Exercise description: Line by line, give the data again exactly as it appears.

=====

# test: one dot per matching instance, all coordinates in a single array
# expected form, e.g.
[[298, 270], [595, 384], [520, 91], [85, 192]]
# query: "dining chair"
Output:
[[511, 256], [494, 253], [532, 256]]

=====

Written response:
# test: one dot per matching instance, all coordinates in a single array
# expected form, e.g.
[[298, 270], [595, 384], [520, 91], [85, 192]]
# query: "dining chair"
Output:
[[511, 256], [494, 253], [532, 256]]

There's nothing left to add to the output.